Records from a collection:
──────

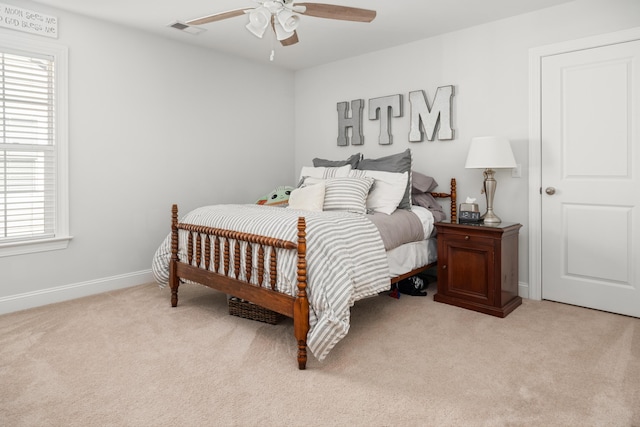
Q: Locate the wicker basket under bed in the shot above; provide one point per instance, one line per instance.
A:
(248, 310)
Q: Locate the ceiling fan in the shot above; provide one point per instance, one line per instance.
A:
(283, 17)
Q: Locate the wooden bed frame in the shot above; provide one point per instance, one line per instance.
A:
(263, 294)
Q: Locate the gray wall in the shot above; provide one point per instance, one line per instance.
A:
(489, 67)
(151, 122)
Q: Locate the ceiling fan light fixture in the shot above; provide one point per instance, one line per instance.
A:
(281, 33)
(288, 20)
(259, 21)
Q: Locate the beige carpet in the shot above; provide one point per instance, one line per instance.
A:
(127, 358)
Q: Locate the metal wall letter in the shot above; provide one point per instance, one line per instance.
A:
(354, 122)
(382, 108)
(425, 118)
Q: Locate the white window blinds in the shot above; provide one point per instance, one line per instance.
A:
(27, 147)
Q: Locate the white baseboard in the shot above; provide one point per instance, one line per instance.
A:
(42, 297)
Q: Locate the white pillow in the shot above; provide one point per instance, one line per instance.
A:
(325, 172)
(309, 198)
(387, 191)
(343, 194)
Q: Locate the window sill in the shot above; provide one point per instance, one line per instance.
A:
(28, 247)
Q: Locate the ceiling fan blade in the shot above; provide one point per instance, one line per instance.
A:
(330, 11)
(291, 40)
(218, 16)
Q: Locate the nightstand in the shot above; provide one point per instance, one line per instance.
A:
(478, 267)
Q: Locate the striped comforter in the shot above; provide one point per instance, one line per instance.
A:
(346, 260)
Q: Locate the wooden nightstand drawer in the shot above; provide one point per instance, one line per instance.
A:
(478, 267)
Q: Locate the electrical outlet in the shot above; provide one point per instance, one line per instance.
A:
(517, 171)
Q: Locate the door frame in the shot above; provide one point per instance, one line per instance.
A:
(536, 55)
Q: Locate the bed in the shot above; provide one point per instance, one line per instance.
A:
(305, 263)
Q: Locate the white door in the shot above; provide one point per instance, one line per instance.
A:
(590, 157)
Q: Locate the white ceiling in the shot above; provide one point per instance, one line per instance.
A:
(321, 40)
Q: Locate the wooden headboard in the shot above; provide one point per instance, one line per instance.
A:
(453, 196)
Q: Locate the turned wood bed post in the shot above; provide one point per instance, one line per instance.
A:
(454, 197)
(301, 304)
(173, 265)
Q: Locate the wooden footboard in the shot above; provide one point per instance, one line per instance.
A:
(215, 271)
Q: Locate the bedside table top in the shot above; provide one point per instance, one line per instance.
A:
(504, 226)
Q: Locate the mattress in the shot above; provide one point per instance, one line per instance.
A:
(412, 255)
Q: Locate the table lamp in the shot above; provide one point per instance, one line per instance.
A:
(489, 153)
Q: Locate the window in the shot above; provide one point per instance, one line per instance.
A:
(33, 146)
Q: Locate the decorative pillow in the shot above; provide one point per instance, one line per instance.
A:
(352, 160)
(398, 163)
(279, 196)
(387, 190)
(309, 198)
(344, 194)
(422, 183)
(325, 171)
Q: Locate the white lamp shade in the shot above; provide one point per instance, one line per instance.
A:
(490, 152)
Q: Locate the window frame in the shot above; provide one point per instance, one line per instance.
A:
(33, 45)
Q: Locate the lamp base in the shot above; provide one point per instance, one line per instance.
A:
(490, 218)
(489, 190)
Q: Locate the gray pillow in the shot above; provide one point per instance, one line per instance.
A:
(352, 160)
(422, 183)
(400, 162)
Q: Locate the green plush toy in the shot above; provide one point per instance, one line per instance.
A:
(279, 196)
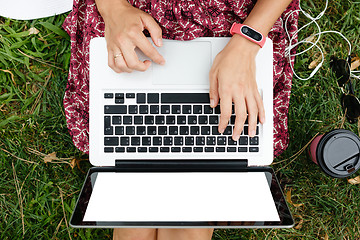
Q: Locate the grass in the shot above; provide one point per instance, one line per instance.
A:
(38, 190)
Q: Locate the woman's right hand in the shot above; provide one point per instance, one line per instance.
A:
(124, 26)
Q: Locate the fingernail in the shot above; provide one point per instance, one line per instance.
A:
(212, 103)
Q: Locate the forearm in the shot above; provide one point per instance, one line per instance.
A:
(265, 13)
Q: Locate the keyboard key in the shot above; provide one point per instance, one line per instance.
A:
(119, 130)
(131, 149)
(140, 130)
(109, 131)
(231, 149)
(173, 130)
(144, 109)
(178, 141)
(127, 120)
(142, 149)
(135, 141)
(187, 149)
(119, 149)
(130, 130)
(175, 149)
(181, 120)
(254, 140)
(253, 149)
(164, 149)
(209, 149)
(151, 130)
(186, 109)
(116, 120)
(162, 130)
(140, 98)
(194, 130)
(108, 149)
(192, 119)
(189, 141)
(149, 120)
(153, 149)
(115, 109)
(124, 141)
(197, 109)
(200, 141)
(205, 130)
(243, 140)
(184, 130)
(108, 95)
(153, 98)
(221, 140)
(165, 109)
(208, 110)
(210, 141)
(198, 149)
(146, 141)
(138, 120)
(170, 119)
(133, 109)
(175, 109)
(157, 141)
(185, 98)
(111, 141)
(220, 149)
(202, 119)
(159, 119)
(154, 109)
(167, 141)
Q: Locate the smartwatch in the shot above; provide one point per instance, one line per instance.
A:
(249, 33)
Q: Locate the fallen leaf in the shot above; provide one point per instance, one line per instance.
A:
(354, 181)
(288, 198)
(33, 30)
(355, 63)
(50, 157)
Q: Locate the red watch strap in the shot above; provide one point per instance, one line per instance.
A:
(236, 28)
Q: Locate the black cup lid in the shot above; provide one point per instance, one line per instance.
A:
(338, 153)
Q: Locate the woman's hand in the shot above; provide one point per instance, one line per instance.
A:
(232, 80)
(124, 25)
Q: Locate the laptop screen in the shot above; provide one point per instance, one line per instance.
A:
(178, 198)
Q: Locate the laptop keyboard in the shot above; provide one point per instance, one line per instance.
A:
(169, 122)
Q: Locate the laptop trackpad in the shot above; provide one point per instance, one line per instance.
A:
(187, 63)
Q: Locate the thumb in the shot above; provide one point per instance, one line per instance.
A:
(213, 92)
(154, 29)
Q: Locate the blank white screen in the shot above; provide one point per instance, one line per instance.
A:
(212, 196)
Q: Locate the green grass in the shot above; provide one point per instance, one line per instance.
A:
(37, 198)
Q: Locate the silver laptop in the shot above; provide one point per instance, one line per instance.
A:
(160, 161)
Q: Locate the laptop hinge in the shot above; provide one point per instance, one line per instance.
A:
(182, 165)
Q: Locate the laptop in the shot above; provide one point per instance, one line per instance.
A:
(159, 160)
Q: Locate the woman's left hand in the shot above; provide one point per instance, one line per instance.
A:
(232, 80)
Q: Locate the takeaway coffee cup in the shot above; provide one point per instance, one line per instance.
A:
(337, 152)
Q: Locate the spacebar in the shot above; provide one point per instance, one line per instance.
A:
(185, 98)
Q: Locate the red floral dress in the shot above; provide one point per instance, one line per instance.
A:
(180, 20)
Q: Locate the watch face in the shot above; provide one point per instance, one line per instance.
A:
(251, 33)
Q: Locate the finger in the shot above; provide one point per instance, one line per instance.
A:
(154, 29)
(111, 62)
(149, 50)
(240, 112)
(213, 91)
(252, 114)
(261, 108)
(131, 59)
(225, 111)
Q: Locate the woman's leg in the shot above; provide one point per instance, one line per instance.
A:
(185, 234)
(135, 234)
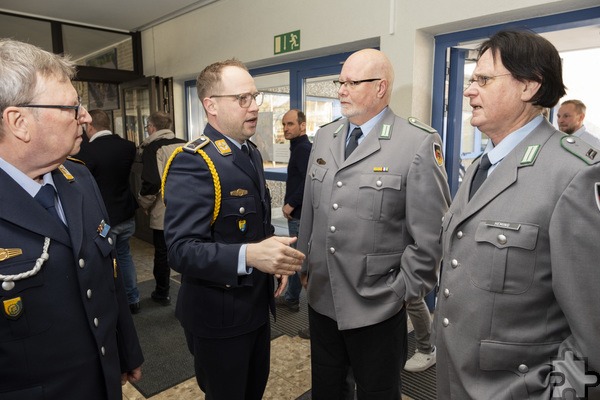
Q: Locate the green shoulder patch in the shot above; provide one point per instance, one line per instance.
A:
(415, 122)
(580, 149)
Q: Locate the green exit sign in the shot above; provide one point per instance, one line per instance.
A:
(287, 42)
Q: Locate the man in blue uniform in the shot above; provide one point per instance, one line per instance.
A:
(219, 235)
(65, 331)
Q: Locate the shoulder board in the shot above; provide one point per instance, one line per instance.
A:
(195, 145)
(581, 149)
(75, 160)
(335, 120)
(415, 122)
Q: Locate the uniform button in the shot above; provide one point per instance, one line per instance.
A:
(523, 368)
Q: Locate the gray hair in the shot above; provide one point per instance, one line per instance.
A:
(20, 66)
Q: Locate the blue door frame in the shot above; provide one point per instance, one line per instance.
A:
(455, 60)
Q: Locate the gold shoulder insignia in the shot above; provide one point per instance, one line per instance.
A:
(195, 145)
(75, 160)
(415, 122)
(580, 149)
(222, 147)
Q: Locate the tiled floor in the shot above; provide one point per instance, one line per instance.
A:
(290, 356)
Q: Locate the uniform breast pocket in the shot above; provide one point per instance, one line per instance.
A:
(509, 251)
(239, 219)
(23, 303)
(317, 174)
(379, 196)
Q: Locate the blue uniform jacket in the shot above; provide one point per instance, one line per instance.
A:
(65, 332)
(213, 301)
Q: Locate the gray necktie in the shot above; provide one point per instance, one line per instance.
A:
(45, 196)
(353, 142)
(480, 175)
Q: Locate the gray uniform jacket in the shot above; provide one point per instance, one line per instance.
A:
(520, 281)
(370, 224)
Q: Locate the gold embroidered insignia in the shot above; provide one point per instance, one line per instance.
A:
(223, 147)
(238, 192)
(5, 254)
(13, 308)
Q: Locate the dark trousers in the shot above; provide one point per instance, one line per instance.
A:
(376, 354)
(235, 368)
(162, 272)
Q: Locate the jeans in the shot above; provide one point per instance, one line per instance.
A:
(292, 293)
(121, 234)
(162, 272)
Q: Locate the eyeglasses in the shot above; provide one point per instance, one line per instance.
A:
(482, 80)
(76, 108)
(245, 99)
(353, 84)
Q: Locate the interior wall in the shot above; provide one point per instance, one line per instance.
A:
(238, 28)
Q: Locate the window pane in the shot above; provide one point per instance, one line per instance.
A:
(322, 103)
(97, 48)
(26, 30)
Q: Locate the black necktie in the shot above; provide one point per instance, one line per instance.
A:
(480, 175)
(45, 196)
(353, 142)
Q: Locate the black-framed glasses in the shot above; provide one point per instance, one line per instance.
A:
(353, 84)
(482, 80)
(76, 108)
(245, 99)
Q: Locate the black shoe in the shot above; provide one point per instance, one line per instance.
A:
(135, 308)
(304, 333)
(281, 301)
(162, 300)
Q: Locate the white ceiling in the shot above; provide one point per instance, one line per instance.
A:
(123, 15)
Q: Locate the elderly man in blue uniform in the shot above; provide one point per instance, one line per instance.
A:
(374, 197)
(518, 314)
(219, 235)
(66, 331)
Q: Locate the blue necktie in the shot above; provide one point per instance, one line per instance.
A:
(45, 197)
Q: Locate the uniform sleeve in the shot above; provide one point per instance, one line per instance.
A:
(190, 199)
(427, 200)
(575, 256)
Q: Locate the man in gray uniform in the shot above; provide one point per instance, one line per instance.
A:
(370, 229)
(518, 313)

──────

* [ASSIGNMENT]: Given the records above, restate word for word only the lines starting at the one with "Q: Locate the jeans" and ending at the one with "Q: Locate the eyeglasses".

* [SOLVED EXERCISE]:
Q: Locate the jeans in the shot above; provide one point per instance, one line per instance.
A:
(292, 293)
(121, 234)
(162, 272)
Q: Locate the eyeglasses in the shot above; provide one point per instance, one line per instance.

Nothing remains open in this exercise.